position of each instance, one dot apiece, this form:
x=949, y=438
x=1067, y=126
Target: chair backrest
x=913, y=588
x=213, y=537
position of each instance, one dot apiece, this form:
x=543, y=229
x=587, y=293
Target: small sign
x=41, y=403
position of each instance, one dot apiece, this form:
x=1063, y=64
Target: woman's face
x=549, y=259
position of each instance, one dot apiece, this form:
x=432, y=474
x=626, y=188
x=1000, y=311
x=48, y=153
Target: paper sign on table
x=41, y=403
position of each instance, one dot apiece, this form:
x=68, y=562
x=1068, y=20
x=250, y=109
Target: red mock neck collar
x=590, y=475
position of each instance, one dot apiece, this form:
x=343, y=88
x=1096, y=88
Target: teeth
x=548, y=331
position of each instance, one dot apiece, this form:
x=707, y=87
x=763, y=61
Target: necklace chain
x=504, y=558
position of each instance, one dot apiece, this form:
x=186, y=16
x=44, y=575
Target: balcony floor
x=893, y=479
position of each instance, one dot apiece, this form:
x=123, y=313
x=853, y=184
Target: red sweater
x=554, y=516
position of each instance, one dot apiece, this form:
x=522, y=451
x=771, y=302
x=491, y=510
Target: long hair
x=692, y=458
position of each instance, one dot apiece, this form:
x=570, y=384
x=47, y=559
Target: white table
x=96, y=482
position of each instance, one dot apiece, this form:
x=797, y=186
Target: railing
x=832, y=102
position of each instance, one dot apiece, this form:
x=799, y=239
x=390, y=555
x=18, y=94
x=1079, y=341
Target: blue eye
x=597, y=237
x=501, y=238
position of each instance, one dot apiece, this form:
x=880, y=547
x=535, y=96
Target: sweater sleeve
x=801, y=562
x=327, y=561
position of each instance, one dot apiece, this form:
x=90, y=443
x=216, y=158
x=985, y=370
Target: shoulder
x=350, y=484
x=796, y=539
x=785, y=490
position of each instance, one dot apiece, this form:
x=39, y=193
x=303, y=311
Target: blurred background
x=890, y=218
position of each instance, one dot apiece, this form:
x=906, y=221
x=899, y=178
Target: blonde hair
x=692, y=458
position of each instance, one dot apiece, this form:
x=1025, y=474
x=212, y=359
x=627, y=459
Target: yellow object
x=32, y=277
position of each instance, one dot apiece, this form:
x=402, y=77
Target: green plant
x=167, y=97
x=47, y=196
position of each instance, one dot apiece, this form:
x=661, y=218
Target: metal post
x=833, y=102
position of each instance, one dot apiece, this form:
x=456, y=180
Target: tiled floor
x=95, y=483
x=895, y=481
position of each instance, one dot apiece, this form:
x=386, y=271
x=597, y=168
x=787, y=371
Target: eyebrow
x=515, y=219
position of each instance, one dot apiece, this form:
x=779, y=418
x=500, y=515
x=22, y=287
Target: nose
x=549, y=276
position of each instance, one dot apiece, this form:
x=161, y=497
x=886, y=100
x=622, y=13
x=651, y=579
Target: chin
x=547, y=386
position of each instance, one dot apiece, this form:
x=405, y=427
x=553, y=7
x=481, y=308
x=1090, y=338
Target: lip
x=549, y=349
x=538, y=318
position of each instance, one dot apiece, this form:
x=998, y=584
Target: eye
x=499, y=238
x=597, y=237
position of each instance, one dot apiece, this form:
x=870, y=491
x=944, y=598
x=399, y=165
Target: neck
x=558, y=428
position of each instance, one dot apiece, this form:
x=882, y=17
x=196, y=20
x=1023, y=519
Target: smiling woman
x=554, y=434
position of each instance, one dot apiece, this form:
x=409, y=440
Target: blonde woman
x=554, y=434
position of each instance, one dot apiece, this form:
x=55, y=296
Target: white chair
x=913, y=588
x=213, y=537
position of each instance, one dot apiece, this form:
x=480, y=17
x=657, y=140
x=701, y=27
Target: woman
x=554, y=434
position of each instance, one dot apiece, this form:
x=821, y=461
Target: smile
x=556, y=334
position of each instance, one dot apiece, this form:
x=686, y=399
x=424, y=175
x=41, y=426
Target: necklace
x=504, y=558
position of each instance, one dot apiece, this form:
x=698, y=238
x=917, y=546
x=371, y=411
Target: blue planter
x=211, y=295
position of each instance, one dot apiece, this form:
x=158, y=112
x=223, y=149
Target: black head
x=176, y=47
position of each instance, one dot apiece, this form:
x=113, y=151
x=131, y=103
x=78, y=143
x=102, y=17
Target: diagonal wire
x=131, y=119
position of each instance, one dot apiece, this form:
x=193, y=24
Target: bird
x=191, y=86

####

▶ Instruction:
Convert every line of the records into a JSON list of strings, one string per line, leaving out blank lines.

▶ Completed exercise:
[
  "position of each instance, one dot apiece, this form:",
  "x=949, y=438",
  "x=1067, y=126",
  "Target: chair backrest",
  "x=913, y=588",
  "x=213, y=537",
  "position of each instance, one dot apiece, this form:",
  "x=543, y=229",
  "x=587, y=293",
  "Target: small sign",
  "x=41, y=403",
  "position of each instance, one dot apiece, this form:",
  "x=1063, y=64",
  "Target: woman's face",
  "x=549, y=259",
  "position of each instance, one dot apiece, this form:",
  "x=432, y=474",
  "x=626, y=188",
  "x=1000, y=311",
  "x=48, y=153",
  "Target: paper sign on table",
  "x=41, y=403",
  "position of each instance, one dot apiece, this form:",
  "x=68, y=562",
  "x=1068, y=20",
  "x=250, y=109",
  "Target: red mock neck collar",
  "x=590, y=475",
  "position of each instance, one dot apiece, this form:",
  "x=343, y=88",
  "x=1096, y=88",
  "Target: teeth",
  "x=548, y=331",
  "position of each instance, one dot apiece, this form:",
  "x=707, y=87",
  "x=763, y=61",
  "Target: necklace chain",
  "x=504, y=558",
  "position of each instance, one dot apiece, this form:",
  "x=186, y=16",
  "x=44, y=575",
  "Target: balcony floor",
  "x=893, y=479",
  "position of each instance, one dot apiece, this form:",
  "x=123, y=313",
  "x=853, y=184",
  "Target: red sweater",
  "x=554, y=516",
  "position of each instance, one dot apiece, this form:",
  "x=522, y=451",
  "x=771, y=302",
  "x=491, y=510",
  "Target: long hair",
  "x=692, y=458",
  "position of each instance, one dot apiece, this form:",
  "x=570, y=384",
  "x=47, y=559",
  "Target: white table",
  "x=96, y=482",
  "position of each instance, one dot apiece, this form:",
  "x=797, y=186",
  "Target: railing",
  "x=832, y=102",
  "position of each instance, one dot apiece, this form:",
  "x=799, y=239",
  "x=390, y=555",
  "x=18, y=94",
  "x=1079, y=341",
  "Target: blue eye",
  "x=597, y=237",
  "x=501, y=238",
  "position of each instance, one dot apiece, this form:",
  "x=880, y=547",
  "x=535, y=96",
  "Target: sweater sleeve",
  "x=801, y=562",
  "x=327, y=561",
  "position of each instance, one dot apiece, this form:",
  "x=90, y=443",
  "x=216, y=158",
  "x=985, y=370",
  "Target: shoulder",
  "x=350, y=484",
  "x=796, y=539",
  "x=785, y=490",
  "position of each instance, one dot apiece, this form:",
  "x=39, y=193",
  "x=303, y=311",
  "Target: blurred background",
  "x=890, y=218",
  "position of each instance, one dot apiece, this form:",
  "x=906, y=221",
  "x=899, y=178",
  "Target: blonde hair",
  "x=692, y=458",
  "position of each instance, one dot apiece, this form:",
  "x=1025, y=474",
  "x=212, y=359",
  "x=627, y=459",
  "Target: yellow object",
  "x=32, y=277",
  "position of each instance, one dot apiece, this form:",
  "x=402, y=77",
  "Target: green plant",
  "x=167, y=97",
  "x=47, y=196",
  "position of each instance, one dot apiece, this form:",
  "x=661, y=218",
  "Target: metal post",
  "x=833, y=102",
  "position of each instance, one dot apiece, this form:",
  "x=456, y=180",
  "Target: tiled floor",
  "x=95, y=483",
  "x=895, y=481",
  "position of each instance, one dot apiece, this form:",
  "x=386, y=271",
  "x=597, y=168",
  "x=787, y=371",
  "Target: eyebrow",
  "x=515, y=219",
  "position of each instance, one dot apiece, this form:",
  "x=779, y=418",
  "x=500, y=515",
  "x=22, y=287",
  "Target: nose",
  "x=549, y=276",
  "position of each instance, one dot apiece, this form:",
  "x=161, y=497",
  "x=886, y=100",
  "x=622, y=13",
  "x=651, y=579",
  "Target: chin",
  "x=547, y=386",
  "position of each instance, one dot apiece, this form:",
  "x=405, y=427",
  "x=553, y=7",
  "x=481, y=308",
  "x=1090, y=338",
  "Target: lip",
  "x=549, y=349",
  "x=538, y=318",
  "position of each instance, one dot apiece, this form:",
  "x=998, y=584",
  "Target: eye",
  "x=499, y=238",
  "x=597, y=237",
  "position of each instance, one dot apiece, this form:",
  "x=870, y=491",
  "x=944, y=598",
  "x=399, y=165",
  "Target: neck",
  "x=558, y=428",
  "position of each instance, one dot apiece, this form:",
  "x=882, y=17",
  "x=196, y=20",
  "x=1023, y=519",
  "Target: smiling woman",
  "x=554, y=434",
  "position of each instance, one dot apiece, this form:",
  "x=409, y=440",
  "Target: blonde woman",
  "x=554, y=434",
  "position of each instance, one dot apiece, this form:",
  "x=55, y=296",
  "Target: white chair",
  "x=913, y=588",
  "x=213, y=537",
  "position of each instance, one dot apiece, this form:",
  "x=480, y=17",
  "x=657, y=140",
  "x=701, y=27",
  "Target: woman",
  "x=554, y=434",
  "position of each instance, one dot apiece, this form:",
  "x=821, y=461",
  "Target: smile",
  "x=556, y=334",
  "position of each instance, one dot apiece, this form:",
  "x=686, y=399",
  "x=424, y=175",
  "x=41, y=426",
  "Target: necklace",
  "x=504, y=558",
  "position of each instance, one dot apiece, this form:",
  "x=698, y=238",
  "x=917, y=546",
  "x=371, y=411",
  "Target: blue planter",
  "x=211, y=295",
  "position of each instance, one dot apiece, this form:",
  "x=158, y=112",
  "x=223, y=149",
  "Target: black head",
  "x=176, y=47",
  "position of each instance, one dot apiece, this form:",
  "x=113, y=151",
  "x=131, y=103",
  "x=78, y=143",
  "x=102, y=17",
  "Target: diagonal wire",
  "x=131, y=119",
  "position of each instance, one dot apiece, this form:",
  "x=193, y=24",
  "Target: bird",
  "x=191, y=86"
]